*PASSAGE:*
'''

Distributions in R

Introduction

This post contains some of my notes on the Bernoulli, geometric, Poisson, and exponential distributions. I describe these distributions using R’s functions and graphics. I continue to work on this post to improve my understanding and gain a deeper insight into probability distributions, particularly through the use of worked examples in R.

Bernoulli distribution

  • Consider a simple experiment, which results in either a “success” or “failure”.

  • Let $X =1$ be the event that the experiment results in a “success” and let $X = 0$ be the event that it results in a “failure”.

  • We define $X$ as a discrete random variable having a Bernoulli distribution with parameter $p$, where $p$ is a probability ($0 \leq p \leq 1$). Formally, we denote $X \sim \text{Bern}(p)$, if $X$ has the probability mass function (pmf):

$$ \begin{aligned} P(X=1) &= p \ P(X=0) &= 1-p. \end{aligned} $$

  • A popular example of a Bernoulli distribution is a coin flip. We let $X=1$ be a “heads” up result and $X=0$ be a “tails” up result and assume the coin is fair ($p=0.5$).
  • We can simulate a coin flip in R using the function rbinom(n, size, prob), where n is the number of observations, size is the number of trials, and prob is the probability of success ($p$). The example produces the realization $x=0$, a “tails” result.
set.seed(1200)
rbinom(n=1, size=1, p=0.5)
[1] 0

Binomial distribution

  • The Bernoulli distribution is not that useful because it models only a single event, for example, one coin flip. When we put many Bernoulli trials together, we get a binomial experiment.

'''

*SUPPLIED MATERIAL:*
'''

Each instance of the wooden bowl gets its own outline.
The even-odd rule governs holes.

'''

*GIVEN TASK A:* In the text on distributions in R, which R function is used to simulate a coin flip?
*GIVEN TASK B:*
For each statement, say whether it agrees with the text on distributions in R. Answer yes or no, and quote the deciding words.
(i) The coin in the example is assumed to be fair.
(ii) The simulated coin flip gives a "heads" result.
(iii) The Bernoulli distribution models many events at once.
*GIVEN TASK C:* Carry the text on distributions in R forward from its final sentence.

*RIGHT ANSWER A:* rbinom(n, size, prob)

*RIGHT ANSWER B:*
(i) Yes: "assume the coin is fair"
(ii) No: "a “tails” result"
(iii) No: "it models only a single event"

*RIGHT ANSWER C:*
  • A binomial experiment consists of $n$ independent Bernoulli trials, where each trial result is a “success” or “failure”. The probability of “success” of each trial is $p$ and $1-p$ for “failure”. The trials are considered to be independent from one another, meaning that the results of any subset of trials do not affect the uncertainty of subsequent trials.

  • A random variable $Y$ has a binomial distribution with parameter $p$ based on $n$ trials, and is denoted as $Y\sim \text{Binom}(n, p)$. Let $Y$ count the number of successes in $n$ independent trials, each with probability $p$ of success, where ($0 \leq p \leq 1$).

  • Then, $Y=X_1+X_2+…+X_n$ where $X_1,\dots,X_n$ are $n$ independent random variables all with a Bern($p$) distribution. The pmf of the Bionomial distribution is:

$$ Pr(Y=y) = \binom{n}{y} p^y (1-p)^{n-y} \text{ for } y=0,\dots,n $$

  • We can generate a realization of $Y \sim \text{Bin}(n, p)$ using the rbinom function. Contining with the coin example, we flip a coin n=10 times and count the number of results that are “tails”.
x = rbinom(n=10, size=1, prob=0.5)
x
 [1] 0 0 1 0 1 1 1 1 1 1
sum(x)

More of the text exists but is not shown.